[Point localization data]
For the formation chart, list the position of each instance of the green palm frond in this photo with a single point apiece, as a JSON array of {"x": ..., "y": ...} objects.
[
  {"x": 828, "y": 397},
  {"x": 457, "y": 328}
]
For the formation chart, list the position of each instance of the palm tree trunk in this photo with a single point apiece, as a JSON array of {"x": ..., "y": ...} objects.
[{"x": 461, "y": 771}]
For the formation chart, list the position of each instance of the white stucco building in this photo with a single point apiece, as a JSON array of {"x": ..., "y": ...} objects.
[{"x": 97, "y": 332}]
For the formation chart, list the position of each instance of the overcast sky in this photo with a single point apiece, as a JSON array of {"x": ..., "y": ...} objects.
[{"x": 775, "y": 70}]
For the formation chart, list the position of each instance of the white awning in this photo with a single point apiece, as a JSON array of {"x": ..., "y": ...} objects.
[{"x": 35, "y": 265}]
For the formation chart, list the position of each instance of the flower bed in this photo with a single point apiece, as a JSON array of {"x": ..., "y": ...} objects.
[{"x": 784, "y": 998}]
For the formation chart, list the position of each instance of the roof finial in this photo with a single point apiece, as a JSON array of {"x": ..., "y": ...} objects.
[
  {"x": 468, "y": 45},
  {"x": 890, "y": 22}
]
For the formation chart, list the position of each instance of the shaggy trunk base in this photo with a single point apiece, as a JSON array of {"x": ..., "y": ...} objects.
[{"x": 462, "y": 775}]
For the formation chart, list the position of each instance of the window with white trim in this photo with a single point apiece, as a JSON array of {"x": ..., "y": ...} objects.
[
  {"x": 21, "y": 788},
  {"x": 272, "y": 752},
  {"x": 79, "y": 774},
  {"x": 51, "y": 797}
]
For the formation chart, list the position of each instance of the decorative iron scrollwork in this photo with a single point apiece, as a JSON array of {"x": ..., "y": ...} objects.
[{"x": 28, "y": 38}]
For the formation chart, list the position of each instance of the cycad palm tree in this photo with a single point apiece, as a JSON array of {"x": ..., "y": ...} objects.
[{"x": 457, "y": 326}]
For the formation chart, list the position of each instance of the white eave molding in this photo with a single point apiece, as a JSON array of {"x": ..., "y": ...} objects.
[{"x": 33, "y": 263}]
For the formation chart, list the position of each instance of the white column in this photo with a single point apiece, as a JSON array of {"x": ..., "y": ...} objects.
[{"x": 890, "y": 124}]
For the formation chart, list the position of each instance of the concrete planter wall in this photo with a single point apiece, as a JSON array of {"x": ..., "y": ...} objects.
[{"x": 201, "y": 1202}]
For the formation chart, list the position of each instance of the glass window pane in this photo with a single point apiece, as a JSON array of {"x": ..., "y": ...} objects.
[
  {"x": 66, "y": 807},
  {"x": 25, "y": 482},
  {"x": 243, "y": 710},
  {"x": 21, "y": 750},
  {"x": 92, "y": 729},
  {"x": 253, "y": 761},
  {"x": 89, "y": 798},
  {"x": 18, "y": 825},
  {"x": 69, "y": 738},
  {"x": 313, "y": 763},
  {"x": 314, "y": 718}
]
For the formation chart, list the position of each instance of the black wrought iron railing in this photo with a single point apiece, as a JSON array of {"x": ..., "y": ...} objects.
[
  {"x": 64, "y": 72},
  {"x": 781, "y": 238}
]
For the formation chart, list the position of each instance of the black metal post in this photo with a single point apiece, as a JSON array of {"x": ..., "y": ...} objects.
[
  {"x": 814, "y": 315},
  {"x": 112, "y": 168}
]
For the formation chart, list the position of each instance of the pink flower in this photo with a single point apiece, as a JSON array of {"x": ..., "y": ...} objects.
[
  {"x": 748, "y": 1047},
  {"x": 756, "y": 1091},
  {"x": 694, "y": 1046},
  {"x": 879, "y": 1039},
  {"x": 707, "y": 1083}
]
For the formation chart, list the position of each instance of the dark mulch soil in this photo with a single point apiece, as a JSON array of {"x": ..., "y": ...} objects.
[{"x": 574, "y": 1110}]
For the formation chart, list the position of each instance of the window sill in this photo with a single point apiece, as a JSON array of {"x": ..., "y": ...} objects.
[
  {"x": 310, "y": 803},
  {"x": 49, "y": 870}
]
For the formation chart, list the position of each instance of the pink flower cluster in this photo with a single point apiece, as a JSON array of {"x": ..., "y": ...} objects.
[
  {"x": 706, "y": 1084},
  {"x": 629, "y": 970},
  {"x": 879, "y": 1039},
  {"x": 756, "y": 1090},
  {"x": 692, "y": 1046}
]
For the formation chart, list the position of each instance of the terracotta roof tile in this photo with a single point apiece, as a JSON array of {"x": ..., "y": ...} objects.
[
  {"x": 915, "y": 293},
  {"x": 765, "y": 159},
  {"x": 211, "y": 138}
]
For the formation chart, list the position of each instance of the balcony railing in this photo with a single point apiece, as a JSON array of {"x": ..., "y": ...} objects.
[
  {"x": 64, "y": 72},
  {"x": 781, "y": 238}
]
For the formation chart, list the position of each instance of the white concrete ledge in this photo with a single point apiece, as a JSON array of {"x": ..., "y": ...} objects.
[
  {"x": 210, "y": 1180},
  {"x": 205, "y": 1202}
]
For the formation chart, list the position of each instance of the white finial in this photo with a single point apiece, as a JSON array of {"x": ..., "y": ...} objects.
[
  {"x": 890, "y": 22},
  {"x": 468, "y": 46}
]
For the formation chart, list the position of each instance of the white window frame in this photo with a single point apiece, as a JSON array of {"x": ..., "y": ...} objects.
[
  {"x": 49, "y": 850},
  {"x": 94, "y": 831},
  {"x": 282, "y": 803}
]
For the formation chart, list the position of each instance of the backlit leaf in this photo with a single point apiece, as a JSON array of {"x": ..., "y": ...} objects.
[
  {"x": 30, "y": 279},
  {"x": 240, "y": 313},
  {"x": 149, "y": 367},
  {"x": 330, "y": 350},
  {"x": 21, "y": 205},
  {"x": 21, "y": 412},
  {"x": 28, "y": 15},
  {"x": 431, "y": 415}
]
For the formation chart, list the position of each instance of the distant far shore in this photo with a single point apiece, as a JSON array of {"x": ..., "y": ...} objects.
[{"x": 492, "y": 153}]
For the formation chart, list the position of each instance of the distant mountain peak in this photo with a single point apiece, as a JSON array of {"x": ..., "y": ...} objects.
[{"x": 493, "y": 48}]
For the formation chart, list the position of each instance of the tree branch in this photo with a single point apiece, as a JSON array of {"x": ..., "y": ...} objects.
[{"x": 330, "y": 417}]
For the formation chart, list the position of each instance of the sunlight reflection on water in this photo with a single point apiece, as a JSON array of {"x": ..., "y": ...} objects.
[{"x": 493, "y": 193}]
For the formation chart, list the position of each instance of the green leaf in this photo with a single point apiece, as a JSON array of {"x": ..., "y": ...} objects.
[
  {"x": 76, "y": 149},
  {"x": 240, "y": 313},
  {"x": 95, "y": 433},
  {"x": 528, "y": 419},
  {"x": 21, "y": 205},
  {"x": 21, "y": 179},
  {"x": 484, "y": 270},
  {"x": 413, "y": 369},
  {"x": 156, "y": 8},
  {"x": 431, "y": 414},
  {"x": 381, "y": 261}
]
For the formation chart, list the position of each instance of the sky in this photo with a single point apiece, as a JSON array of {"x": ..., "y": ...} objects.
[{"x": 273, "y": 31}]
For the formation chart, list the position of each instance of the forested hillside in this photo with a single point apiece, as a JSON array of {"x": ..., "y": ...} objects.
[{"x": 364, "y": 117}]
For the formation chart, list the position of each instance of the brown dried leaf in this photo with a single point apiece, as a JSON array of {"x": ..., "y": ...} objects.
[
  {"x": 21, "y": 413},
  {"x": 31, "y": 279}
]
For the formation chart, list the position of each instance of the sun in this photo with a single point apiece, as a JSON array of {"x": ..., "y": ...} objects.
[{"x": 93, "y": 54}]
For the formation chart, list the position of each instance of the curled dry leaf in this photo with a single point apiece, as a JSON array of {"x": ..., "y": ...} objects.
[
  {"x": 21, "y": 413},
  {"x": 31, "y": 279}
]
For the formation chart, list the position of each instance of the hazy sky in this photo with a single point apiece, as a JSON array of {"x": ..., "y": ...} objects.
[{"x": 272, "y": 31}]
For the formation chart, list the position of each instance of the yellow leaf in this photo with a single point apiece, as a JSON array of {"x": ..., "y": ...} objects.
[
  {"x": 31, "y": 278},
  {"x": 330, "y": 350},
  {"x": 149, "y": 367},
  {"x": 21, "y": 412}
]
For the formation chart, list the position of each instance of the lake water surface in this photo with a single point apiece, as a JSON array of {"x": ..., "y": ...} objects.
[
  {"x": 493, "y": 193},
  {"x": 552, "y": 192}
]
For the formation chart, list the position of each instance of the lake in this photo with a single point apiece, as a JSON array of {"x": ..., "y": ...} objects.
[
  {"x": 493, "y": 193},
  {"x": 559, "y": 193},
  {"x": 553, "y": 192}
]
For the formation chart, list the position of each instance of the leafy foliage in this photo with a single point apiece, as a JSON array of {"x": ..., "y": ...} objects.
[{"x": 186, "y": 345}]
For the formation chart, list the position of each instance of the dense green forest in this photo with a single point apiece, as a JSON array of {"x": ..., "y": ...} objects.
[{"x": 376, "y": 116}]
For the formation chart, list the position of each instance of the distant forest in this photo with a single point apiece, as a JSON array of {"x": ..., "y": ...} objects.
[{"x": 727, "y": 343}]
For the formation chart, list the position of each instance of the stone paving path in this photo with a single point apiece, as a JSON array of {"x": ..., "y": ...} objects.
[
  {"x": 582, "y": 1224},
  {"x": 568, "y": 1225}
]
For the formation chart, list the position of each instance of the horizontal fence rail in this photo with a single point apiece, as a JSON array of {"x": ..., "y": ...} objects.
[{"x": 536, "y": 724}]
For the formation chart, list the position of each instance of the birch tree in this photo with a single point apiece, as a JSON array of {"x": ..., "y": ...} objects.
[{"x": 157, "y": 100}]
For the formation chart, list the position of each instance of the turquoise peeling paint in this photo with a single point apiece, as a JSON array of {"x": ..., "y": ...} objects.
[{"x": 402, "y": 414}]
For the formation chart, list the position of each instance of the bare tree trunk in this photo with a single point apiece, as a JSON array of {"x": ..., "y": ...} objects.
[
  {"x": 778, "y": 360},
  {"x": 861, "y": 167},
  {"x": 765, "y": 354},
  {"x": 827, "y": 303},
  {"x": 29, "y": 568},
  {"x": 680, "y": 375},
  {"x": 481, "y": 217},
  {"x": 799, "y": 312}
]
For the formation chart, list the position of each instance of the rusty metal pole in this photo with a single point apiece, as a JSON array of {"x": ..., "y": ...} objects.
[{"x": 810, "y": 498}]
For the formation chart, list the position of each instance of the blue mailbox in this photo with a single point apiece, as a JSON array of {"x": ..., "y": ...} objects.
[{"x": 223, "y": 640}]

**WORK REQUEST:** With the line containing "the distant forest" as the first and the final line of the records as the last, copy that span exactly and nothing more.

**TASK RESULT:**
For the formation chart, list the position of each instance of the distant forest in this photo with a single point apiece, as a JSON array of {"x": ..., "y": ...} objects.
[{"x": 727, "y": 343}]
For the formation chart, list the position of each instance of the stone paving path in this photo with a single point apiece, as a JSON array of {"x": ..., "y": ...} objects.
[
  {"x": 582, "y": 1224},
  {"x": 568, "y": 1225}
]
For the formation chart, list the position of each instance of the horizontal fence rail in this photo with a single point apiece, as a JSON array of {"x": ..., "y": ...} objects.
[{"x": 536, "y": 724}]
For the formation chart, list the position of each instance of the birch tree in this photo with a single point apiece, as a JSON array of {"x": ..., "y": ...} objects.
[{"x": 157, "y": 100}]
For the formation chart, list the position of each instance of the turquoise peeling paint in this photo with a single point apiece, as a JSON array of {"x": ..., "y": ...} objects.
[{"x": 402, "y": 414}]
For the formation chart, list the position of each instance of the bare tree trunk in this photo with a single point apiece, as a JSON array of {"x": ..., "y": ...} objects.
[
  {"x": 778, "y": 360},
  {"x": 861, "y": 167},
  {"x": 765, "y": 354},
  {"x": 827, "y": 303},
  {"x": 29, "y": 568},
  {"x": 680, "y": 375},
  {"x": 481, "y": 217},
  {"x": 799, "y": 312}
]
For the formation chart, list the position of each instance of the rusty metal pole in this photo with a single point apiece, as a JSON array of {"x": ..., "y": ...} objects.
[{"x": 810, "y": 498}]
For the formation chart, list the position of each instance of the blue mailbox in this photo with a single point apiece, as a JSON array of {"x": ..., "y": ...} objects.
[{"x": 223, "y": 640}]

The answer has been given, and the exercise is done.